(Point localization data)
◇ ◇ ◇ ◇ ◇

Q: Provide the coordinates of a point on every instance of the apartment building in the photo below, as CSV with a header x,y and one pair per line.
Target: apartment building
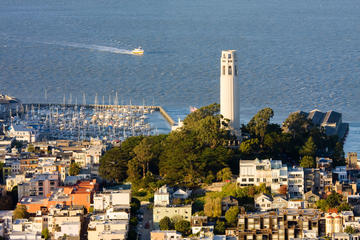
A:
x,y
281,224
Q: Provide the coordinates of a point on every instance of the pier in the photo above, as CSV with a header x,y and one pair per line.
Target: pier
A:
x,y
101,106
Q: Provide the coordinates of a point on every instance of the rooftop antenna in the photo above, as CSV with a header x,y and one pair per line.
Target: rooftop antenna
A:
x,y
116,101
45,95
96,101
84,99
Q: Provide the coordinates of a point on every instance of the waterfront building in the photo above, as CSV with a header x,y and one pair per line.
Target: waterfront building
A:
x,y
110,198
352,160
330,121
296,182
281,224
229,89
159,212
9,106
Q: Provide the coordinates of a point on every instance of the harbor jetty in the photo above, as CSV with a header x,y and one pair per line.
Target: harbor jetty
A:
x,y
85,121
160,109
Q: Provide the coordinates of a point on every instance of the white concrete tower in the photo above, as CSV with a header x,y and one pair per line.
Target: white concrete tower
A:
x,y
229,89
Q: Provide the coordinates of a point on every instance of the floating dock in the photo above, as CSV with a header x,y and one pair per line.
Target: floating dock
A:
x,y
100,106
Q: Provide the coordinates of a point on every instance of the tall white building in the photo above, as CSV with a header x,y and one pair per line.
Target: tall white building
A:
x,y
229,89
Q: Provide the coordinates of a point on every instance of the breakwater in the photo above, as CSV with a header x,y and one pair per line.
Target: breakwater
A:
x,y
160,109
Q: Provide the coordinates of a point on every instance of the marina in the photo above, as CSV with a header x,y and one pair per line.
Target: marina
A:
x,y
83,122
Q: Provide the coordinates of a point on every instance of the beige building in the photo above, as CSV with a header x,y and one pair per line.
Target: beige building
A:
x,y
165,235
279,225
107,230
229,89
159,212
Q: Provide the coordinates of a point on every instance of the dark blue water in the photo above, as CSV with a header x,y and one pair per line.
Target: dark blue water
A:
x,y
292,54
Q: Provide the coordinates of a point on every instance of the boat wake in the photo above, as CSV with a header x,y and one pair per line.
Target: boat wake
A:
x,y
91,47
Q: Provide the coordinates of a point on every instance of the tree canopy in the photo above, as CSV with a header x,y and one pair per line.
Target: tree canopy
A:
x,y
20,212
113,165
74,169
297,139
231,215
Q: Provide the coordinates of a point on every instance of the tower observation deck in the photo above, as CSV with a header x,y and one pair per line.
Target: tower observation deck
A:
x,y
229,90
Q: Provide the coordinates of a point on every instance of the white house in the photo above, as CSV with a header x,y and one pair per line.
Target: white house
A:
x,y
182,194
162,196
263,202
23,133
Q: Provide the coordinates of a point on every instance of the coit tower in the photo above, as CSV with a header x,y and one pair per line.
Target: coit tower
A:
x,y
229,89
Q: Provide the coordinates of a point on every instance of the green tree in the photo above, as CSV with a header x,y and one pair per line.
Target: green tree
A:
x,y
260,122
166,224
183,227
309,149
250,148
322,204
338,155
134,205
334,199
20,212
31,148
344,207
74,169
45,233
143,155
224,174
231,215
308,162
113,165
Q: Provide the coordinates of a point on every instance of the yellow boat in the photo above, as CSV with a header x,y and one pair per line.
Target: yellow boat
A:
x,y
138,51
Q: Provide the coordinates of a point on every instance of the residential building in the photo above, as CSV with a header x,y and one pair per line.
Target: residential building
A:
x,y
228,202
334,223
100,228
110,198
263,202
23,133
162,196
296,182
352,160
311,180
165,235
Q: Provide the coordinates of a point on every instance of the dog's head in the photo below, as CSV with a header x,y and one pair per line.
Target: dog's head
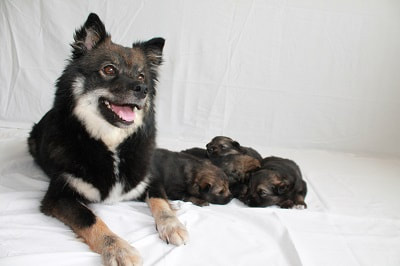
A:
x,y
278,182
109,86
237,166
222,146
211,184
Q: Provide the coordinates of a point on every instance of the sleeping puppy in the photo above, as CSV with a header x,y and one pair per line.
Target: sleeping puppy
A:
x,y
95,143
235,160
221,146
278,182
181,176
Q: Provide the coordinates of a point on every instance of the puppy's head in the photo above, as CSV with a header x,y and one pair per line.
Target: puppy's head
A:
x,y
237,166
222,146
212,185
278,182
108,83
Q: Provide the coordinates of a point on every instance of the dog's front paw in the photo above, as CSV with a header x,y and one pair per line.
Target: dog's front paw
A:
x,y
118,252
171,230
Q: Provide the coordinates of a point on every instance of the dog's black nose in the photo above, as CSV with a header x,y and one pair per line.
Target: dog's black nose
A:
x,y
140,90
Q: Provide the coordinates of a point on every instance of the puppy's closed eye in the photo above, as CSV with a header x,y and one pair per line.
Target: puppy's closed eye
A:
x,y
281,189
263,192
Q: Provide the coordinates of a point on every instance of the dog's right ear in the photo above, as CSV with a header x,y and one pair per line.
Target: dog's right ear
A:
x,y
88,36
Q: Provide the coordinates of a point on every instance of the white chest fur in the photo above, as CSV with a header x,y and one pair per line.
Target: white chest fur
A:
x,y
116,193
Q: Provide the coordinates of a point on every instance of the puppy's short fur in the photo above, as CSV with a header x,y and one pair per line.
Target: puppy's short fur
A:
x,y
221,146
182,176
278,182
96,142
235,160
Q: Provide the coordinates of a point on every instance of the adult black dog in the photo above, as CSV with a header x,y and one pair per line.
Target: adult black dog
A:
x,y
96,142
181,176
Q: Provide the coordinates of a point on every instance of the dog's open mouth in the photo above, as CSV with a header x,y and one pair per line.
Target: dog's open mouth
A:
x,y
124,113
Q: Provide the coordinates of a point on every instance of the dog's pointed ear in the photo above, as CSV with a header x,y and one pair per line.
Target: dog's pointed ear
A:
x,y
89,35
153,49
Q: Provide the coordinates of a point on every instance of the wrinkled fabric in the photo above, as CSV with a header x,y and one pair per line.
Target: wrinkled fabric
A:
x,y
353,217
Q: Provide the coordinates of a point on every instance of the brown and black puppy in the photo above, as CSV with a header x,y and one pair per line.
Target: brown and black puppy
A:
x,y
278,182
95,143
221,146
181,176
235,160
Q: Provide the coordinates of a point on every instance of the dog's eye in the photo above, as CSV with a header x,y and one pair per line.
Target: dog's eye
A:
x,y
282,189
262,192
109,70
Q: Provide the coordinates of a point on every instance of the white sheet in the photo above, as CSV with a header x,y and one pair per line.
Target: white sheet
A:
x,y
353,218
313,81
300,74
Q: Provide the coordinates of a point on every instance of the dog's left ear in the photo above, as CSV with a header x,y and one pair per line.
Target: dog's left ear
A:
x,y
235,144
89,35
153,50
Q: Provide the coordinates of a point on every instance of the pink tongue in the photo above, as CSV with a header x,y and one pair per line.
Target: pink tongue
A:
x,y
124,112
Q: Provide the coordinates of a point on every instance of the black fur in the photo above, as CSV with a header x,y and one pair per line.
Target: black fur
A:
x,y
278,182
181,176
64,145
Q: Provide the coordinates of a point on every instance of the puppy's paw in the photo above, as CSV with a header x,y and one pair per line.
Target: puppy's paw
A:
x,y
118,252
171,230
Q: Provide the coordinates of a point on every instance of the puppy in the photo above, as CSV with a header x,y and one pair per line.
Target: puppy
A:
x,y
182,176
221,146
235,160
278,182
96,142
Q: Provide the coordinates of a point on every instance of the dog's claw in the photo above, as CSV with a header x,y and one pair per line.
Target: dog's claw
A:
x,y
172,231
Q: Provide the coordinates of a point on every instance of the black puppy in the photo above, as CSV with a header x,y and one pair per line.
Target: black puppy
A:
x,y
221,146
278,182
96,142
182,176
235,160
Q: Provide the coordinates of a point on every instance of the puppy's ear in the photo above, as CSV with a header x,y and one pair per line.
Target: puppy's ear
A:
x,y
88,36
235,144
153,50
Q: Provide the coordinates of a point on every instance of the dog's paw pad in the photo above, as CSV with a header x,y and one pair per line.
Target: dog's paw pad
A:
x,y
120,253
299,207
172,231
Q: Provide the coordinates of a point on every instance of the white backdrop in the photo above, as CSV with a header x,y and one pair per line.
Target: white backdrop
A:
x,y
297,74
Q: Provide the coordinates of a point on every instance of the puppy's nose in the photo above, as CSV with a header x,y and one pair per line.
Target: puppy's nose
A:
x,y
140,90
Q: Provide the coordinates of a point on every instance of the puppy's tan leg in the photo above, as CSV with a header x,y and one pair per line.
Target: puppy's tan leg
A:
x,y
168,226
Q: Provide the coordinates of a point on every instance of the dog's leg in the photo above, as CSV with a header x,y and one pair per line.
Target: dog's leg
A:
x,y
196,201
113,249
168,226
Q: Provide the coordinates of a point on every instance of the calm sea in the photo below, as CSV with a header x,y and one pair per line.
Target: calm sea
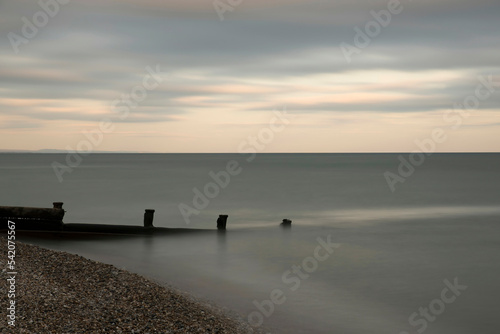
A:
x,y
359,258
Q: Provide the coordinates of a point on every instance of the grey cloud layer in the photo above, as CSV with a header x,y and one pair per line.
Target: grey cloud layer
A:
x,y
97,50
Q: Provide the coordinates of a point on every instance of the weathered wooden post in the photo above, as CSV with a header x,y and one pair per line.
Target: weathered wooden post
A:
x,y
148,217
286,223
221,222
58,205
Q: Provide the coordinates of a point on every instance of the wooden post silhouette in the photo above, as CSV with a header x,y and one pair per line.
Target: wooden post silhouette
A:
x,y
286,223
221,222
148,217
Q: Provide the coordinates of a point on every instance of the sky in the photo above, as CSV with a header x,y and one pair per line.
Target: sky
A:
x,y
230,75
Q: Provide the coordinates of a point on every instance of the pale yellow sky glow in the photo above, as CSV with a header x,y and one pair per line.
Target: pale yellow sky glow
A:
x,y
220,81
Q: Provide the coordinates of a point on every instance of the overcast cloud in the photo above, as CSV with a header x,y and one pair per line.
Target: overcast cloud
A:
x,y
223,79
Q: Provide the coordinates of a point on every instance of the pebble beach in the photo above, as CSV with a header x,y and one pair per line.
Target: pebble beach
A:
x,y
57,292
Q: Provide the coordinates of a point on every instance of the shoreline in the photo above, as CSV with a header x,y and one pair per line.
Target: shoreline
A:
x,y
58,292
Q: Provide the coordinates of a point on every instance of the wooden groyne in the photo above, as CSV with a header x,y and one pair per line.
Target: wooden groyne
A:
x,y
26,218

◇ ◇ ◇ ◇ ◇

• The problem
Pull from the data each line where the string "dark" turns up.

• Reply
Q: Provide the coordinates of a point on every instance of the dark blue water in the photo above, as CSV with a header x,y and one pair per line.
Target: dark blue water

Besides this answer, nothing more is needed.